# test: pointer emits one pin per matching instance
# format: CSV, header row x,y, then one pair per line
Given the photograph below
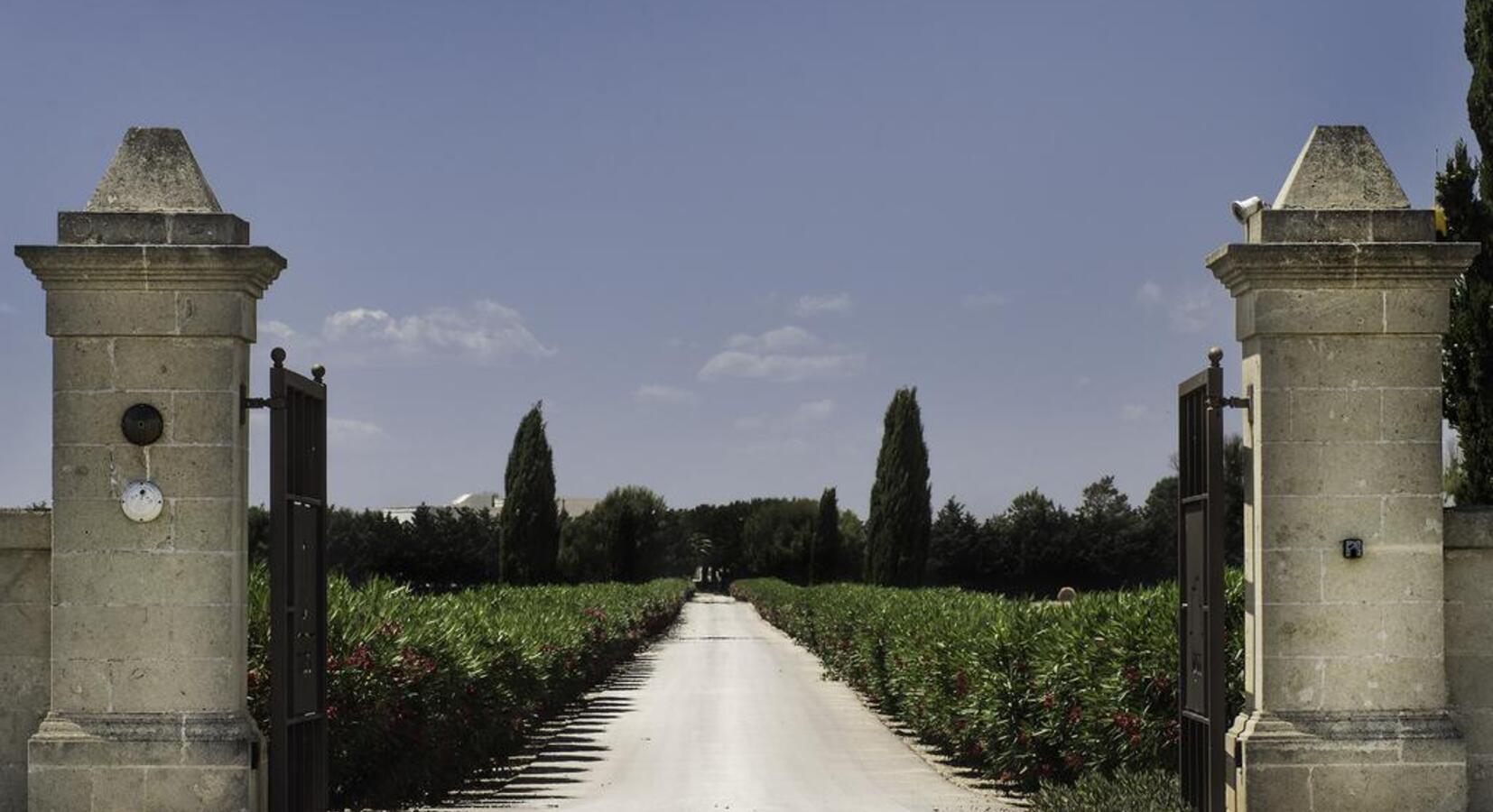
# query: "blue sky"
x,y
711,236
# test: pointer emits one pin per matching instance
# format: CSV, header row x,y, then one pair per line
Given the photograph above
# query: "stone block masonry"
x,y
1341,300
25,548
1470,642
151,299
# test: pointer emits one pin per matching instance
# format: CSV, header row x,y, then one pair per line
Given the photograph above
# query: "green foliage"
x,y
1022,691
853,547
824,551
778,536
426,688
438,549
627,536
530,518
1468,346
901,499
1036,547
958,549
1479,47
1463,191
1132,791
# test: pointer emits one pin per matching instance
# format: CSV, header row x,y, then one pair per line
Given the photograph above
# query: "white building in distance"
x,y
493,502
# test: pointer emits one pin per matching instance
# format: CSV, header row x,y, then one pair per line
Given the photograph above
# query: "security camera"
x,y
1244,209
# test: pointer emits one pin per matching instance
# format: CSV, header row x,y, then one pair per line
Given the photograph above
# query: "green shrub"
x,y
1132,791
426,688
1018,690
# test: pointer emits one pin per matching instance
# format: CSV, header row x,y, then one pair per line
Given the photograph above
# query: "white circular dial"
x,y
142,501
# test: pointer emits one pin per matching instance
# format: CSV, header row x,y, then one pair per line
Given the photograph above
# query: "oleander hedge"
x,y
1025,691
426,688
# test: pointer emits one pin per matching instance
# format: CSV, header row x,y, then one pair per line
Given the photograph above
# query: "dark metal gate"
x,y
297,588
1199,569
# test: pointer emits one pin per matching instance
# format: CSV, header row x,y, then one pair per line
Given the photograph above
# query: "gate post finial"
x,y
151,294
1341,300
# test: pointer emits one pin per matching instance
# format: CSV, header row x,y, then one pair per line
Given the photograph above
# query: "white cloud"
x,y
351,431
484,330
784,354
814,411
774,448
664,396
811,305
986,300
278,330
783,339
1191,314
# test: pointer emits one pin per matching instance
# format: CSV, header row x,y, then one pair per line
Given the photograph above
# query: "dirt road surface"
x,y
725,714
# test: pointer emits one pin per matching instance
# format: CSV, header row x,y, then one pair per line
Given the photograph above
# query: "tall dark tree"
x,y
1465,191
530,517
901,499
824,551
1468,348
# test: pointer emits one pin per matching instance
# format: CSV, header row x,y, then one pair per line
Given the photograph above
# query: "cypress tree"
x,y
1463,191
901,499
824,548
530,518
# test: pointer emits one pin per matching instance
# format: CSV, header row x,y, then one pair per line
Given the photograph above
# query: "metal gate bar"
x,y
1199,572
297,590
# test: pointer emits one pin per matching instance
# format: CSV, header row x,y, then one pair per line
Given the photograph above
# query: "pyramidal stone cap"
x,y
153,193
1341,168
154,171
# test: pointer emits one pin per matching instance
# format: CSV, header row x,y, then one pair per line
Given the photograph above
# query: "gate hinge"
x,y
1247,403
246,403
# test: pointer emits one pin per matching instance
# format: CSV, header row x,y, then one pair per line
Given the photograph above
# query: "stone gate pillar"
x,y
1341,299
150,300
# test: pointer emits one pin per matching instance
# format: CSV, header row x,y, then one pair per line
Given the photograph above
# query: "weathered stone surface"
x,y
1470,527
25,540
1341,226
1341,168
154,171
150,228
178,364
144,578
24,531
1341,300
151,299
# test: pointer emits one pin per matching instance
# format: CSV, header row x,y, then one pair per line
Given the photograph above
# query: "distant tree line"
x,y
1034,547
1038,547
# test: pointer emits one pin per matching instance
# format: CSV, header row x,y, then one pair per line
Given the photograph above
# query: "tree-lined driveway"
x,y
726,714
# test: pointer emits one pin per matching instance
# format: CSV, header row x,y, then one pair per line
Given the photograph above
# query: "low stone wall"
x,y
1470,642
25,617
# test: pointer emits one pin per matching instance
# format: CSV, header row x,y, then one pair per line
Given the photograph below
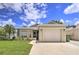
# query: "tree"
x,y
55,22
2,31
9,29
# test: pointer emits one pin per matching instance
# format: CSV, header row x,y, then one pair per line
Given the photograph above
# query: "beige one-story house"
x,y
44,32
73,32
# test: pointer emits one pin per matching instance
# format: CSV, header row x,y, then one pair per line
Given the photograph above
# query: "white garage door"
x,y
51,35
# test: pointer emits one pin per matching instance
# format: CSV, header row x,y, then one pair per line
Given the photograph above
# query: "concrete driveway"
x,y
68,48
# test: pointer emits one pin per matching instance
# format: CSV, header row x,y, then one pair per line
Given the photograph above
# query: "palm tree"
x,y
9,29
55,22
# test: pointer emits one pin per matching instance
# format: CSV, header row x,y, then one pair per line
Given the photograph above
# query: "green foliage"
x,y
55,22
15,47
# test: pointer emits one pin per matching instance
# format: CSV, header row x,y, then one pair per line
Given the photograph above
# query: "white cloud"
x,y
30,10
24,24
31,23
14,6
9,21
61,20
77,22
32,13
67,21
73,8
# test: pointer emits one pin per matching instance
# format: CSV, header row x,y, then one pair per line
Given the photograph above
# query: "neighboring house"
x,y
73,32
44,32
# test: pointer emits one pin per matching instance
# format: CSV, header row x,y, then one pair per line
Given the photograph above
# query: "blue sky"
x,y
29,14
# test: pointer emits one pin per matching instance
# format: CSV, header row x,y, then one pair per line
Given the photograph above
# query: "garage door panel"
x,y
51,35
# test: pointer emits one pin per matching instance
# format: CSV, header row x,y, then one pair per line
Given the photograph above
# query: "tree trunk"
x,y
9,35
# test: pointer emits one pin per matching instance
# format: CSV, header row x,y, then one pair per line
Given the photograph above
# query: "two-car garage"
x,y
52,32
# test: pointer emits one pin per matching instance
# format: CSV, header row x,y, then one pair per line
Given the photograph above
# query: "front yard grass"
x,y
15,47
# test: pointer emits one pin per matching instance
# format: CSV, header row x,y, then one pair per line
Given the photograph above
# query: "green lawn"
x,y
17,47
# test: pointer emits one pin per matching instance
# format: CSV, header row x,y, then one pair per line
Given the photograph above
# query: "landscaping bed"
x,y
15,47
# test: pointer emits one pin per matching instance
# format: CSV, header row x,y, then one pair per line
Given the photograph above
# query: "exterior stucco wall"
x,y
61,29
76,34
26,32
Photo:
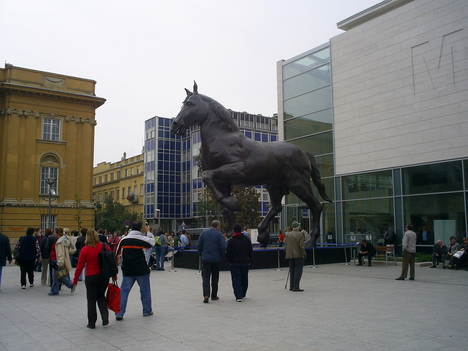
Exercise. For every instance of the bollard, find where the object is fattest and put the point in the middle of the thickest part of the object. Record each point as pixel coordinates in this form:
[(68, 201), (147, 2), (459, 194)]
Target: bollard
[(279, 266), (172, 261), (313, 257), (346, 256)]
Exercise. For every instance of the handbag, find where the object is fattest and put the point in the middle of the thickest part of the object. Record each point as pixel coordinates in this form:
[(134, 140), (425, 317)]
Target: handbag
[(62, 272), (113, 296)]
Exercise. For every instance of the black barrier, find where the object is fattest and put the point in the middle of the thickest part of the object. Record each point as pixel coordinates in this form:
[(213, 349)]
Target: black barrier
[(273, 257)]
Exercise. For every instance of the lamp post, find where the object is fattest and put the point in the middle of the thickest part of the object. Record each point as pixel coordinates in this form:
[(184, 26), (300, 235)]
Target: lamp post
[(50, 182)]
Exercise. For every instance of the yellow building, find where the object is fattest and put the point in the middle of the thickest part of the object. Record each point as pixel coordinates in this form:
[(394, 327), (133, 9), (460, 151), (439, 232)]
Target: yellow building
[(123, 181), (47, 123)]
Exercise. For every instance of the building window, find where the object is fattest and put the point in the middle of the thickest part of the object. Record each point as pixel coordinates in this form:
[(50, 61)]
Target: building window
[(47, 222), (47, 175), (51, 129)]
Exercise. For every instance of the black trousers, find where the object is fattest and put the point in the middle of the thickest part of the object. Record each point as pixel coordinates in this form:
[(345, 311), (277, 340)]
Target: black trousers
[(210, 269), (296, 266), (26, 267), (95, 293), (240, 279)]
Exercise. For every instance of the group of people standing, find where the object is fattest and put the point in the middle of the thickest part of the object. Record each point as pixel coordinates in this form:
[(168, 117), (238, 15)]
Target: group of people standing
[(212, 246)]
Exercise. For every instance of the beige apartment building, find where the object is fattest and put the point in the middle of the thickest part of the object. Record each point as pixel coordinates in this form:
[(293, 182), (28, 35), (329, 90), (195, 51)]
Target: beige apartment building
[(47, 123), (123, 181)]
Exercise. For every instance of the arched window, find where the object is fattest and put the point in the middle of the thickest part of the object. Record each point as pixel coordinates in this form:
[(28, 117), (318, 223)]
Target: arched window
[(49, 174)]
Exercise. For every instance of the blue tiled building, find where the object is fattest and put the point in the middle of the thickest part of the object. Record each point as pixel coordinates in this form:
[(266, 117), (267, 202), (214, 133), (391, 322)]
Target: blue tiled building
[(173, 184)]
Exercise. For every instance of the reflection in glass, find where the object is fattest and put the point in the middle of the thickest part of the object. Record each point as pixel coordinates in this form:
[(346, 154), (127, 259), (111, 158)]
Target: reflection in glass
[(316, 144), (442, 215), (303, 83), (433, 178), (368, 185), (304, 104), (367, 217), (305, 63), (325, 165), (308, 124)]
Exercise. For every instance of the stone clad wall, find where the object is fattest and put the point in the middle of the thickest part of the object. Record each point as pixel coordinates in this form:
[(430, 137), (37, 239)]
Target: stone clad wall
[(400, 85)]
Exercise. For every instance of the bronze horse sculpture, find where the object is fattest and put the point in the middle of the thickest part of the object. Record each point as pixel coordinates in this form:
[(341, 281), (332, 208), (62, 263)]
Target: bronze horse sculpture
[(229, 158)]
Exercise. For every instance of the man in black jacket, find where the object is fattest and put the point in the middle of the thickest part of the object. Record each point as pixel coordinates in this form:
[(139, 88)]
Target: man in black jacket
[(239, 254), (134, 268), (367, 249)]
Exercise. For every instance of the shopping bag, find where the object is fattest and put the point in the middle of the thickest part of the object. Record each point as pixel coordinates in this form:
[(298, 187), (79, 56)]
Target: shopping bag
[(113, 297)]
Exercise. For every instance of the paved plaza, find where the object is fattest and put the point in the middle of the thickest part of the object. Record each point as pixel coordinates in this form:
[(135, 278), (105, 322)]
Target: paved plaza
[(343, 307)]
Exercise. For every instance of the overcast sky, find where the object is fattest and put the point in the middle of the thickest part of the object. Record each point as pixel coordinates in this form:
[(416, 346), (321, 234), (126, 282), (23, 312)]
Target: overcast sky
[(143, 53)]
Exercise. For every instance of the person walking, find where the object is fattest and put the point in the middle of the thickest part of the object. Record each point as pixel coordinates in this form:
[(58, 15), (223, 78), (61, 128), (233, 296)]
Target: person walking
[(211, 246), (5, 253), (160, 244), (295, 253), (60, 258), (27, 249), (134, 268), (408, 246), (95, 284), (239, 254), (45, 254)]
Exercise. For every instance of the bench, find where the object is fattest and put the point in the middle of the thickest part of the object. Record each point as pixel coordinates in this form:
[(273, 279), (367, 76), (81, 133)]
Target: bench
[(385, 251)]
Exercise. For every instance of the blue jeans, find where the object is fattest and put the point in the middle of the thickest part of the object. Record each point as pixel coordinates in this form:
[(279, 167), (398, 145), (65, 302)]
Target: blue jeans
[(56, 283), (145, 293), (160, 253)]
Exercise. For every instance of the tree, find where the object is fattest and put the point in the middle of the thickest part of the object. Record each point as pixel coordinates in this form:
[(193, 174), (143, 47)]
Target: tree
[(113, 216)]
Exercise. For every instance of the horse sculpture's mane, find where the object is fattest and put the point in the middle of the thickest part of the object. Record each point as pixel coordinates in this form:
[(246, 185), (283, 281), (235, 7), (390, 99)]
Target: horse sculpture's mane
[(220, 111)]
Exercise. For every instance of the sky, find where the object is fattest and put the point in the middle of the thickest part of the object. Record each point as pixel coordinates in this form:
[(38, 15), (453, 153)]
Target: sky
[(143, 53)]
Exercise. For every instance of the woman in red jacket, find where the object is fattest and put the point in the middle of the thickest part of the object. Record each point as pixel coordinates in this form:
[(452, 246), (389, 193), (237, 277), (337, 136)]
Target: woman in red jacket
[(95, 285)]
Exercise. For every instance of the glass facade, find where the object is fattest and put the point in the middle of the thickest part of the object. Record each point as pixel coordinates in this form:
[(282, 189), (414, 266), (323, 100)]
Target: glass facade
[(432, 197)]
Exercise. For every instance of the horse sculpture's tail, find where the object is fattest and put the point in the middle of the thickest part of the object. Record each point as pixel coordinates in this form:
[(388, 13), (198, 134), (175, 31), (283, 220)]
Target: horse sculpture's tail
[(315, 174)]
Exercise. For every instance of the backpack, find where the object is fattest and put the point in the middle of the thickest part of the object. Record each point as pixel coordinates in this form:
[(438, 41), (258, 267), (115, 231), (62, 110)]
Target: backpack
[(157, 240), (107, 263)]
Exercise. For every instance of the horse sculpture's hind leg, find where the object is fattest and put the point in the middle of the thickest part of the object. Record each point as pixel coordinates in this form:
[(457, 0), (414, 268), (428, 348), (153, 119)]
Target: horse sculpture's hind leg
[(303, 190), (229, 174), (276, 194)]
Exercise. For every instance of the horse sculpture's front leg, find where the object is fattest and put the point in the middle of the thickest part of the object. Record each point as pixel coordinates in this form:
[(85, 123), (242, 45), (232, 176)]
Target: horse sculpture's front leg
[(225, 175)]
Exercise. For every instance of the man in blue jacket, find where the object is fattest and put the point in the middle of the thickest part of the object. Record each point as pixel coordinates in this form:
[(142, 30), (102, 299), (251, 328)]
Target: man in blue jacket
[(211, 247)]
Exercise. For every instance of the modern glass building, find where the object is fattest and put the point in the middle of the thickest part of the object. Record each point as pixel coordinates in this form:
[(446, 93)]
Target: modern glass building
[(384, 108), (173, 184)]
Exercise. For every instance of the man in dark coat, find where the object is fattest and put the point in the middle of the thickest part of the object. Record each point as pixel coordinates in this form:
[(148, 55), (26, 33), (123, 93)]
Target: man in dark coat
[(5, 253), (239, 254), (211, 246)]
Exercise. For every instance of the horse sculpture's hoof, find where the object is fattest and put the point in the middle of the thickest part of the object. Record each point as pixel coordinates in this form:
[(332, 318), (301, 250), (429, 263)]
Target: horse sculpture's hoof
[(263, 238)]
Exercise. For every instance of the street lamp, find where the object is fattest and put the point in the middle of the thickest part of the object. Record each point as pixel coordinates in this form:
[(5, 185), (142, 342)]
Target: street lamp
[(50, 182)]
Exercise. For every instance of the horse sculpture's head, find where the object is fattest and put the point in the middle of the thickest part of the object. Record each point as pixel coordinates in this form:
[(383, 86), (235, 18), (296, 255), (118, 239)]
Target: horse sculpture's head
[(194, 111)]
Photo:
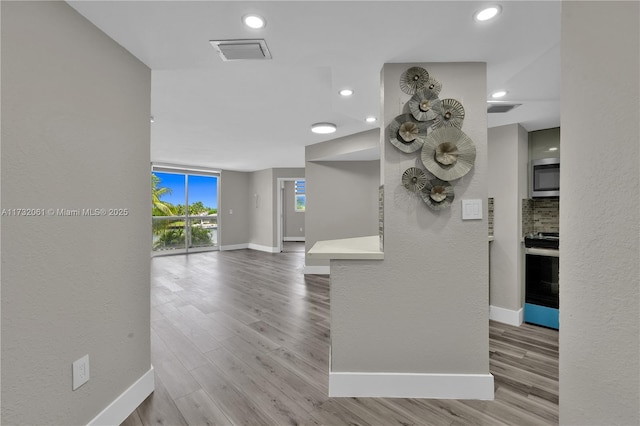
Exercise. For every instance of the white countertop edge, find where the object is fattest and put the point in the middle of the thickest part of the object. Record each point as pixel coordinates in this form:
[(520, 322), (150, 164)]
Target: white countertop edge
[(358, 248)]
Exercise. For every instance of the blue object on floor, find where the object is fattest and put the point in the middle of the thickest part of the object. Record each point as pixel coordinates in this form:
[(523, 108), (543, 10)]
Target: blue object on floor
[(541, 315)]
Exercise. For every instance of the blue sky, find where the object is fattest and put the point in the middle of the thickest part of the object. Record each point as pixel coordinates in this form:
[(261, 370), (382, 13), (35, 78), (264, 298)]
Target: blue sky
[(201, 188)]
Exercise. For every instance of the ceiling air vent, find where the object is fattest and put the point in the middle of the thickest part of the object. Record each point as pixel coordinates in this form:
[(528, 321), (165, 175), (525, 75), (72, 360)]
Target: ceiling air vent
[(501, 108), (240, 50)]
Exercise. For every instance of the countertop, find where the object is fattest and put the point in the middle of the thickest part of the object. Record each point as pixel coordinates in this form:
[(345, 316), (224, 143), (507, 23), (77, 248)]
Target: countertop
[(348, 248), (359, 248)]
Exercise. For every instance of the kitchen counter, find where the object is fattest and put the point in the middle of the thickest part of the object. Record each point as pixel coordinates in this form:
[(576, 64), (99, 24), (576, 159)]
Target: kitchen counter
[(360, 248)]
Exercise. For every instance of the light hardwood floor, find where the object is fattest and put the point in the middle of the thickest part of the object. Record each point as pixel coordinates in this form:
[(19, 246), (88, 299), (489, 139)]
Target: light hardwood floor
[(242, 338)]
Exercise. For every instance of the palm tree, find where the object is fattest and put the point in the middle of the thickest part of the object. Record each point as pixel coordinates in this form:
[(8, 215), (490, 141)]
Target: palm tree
[(166, 209)]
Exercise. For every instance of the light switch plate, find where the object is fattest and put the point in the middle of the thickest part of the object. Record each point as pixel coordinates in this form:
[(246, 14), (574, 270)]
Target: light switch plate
[(471, 209), (80, 372)]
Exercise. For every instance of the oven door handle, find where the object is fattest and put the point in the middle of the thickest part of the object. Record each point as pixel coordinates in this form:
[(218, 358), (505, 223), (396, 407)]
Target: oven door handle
[(542, 252)]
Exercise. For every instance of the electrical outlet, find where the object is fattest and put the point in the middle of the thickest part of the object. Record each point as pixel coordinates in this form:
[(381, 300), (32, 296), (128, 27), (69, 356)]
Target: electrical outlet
[(80, 372)]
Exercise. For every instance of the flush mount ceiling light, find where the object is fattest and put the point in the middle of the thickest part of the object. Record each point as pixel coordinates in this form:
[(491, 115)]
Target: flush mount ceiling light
[(487, 13), (323, 128), (253, 21)]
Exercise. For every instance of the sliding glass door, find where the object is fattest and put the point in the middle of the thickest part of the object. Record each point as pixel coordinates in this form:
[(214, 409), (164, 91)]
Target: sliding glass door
[(185, 211)]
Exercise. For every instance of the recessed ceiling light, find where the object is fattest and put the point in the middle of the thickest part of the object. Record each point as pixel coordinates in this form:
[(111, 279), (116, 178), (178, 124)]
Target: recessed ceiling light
[(487, 13), (254, 21), (323, 128)]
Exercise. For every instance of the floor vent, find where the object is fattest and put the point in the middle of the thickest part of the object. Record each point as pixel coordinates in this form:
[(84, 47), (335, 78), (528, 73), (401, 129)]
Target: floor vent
[(501, 108), (241, 50)]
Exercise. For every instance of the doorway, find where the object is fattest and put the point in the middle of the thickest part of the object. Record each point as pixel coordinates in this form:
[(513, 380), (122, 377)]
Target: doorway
[(185, 211), (291, 214)]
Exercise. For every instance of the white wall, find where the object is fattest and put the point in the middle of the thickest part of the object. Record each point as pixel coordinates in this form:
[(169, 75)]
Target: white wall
[(507, 184), (422, 311), (261, 214), (342, 201), (600, 214), (342, 190), (75, 135), (234, 210)]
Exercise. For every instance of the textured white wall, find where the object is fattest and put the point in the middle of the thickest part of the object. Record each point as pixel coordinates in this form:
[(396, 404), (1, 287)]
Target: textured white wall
[(75, 134), (600, 214), (507, 184), (424, 309), (342, 201)]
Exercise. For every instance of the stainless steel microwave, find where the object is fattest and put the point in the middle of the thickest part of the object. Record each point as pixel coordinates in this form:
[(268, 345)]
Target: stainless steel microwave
[(545, 177)]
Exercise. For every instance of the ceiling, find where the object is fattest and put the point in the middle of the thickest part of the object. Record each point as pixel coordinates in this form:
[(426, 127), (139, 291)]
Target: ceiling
[(254, 115)]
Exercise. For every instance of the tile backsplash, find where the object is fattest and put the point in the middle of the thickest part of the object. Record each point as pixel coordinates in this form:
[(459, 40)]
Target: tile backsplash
[(540, 215)]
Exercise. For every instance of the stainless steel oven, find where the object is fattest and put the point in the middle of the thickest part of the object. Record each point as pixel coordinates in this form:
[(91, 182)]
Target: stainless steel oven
[(542, 287)]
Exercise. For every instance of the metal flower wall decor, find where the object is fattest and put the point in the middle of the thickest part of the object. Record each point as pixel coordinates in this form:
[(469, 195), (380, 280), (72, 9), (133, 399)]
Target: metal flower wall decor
[(433, 126)]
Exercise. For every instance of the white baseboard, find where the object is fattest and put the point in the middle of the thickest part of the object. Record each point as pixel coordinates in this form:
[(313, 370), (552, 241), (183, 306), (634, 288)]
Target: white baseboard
[(302, 239), (127, 402), (316, 270), (506, 316), (234, 247), (409, 385), (263, 248)]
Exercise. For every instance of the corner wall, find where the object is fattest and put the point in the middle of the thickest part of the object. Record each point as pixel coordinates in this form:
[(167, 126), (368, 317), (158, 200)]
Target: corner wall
[(507, 183), (418, 320), (234, 210), (600, 215), (342, 196), (75, 135)]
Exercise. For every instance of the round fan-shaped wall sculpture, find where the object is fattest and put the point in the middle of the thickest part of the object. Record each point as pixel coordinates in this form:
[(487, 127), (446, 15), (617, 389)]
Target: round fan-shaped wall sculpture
[(452, 114), (413, 79), (414, 179), (434, 85), (448, 153), (438, 194), (425, 105), (407, 134)]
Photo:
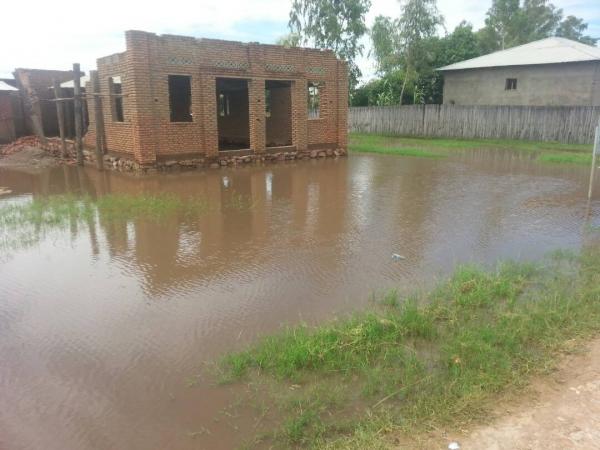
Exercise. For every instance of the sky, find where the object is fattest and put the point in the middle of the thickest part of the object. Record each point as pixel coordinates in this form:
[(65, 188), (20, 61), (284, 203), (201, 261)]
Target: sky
[(50, 35)]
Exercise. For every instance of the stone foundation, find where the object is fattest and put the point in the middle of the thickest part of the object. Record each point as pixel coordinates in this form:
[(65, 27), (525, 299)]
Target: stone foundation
[(125, 164)]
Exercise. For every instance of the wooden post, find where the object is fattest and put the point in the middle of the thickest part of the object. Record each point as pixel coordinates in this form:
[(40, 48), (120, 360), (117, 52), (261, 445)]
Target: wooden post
[(78, 113), (596, 151), (60, 113), (99, 120)]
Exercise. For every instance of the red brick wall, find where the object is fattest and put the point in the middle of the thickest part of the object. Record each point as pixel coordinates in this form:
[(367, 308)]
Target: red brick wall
[(148, 133)]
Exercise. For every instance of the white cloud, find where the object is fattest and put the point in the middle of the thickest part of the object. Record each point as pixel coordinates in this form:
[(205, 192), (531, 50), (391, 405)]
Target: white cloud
[(44, 34)]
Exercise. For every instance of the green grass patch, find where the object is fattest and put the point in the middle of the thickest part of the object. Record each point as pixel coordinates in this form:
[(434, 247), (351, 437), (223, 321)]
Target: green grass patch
[(552, 152), (409, 366), (392, 150), (566, 158), (61, 209), (25, 223)]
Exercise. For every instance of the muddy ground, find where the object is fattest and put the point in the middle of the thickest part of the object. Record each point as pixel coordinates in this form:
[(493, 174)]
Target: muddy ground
[(561, 411), (29, 159)]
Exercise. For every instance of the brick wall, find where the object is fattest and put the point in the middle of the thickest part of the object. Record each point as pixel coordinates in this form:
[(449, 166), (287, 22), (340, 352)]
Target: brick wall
[(147, 132), (36, 84)]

------------------------------

SET TASK: Add 73 to each pixel coordinate in the answers and write out the listing from the line with "Exercise. For every instance of the man in dark" up to and including the line with "[(5, 253), (239, 254), (211, 246)]". Include only those lines.

SOLVED EXERCISE:
Exercise. For every instance of the man in dark coat, find where the object is fattest and put the point in the middle of the thickest part of the object. Record each point as pixel coordinates in this form:
[(148, 55), (26, 33), (123, 93)]
Target: man in dark coat
[(78, 326), (312, 327), (284, 319)]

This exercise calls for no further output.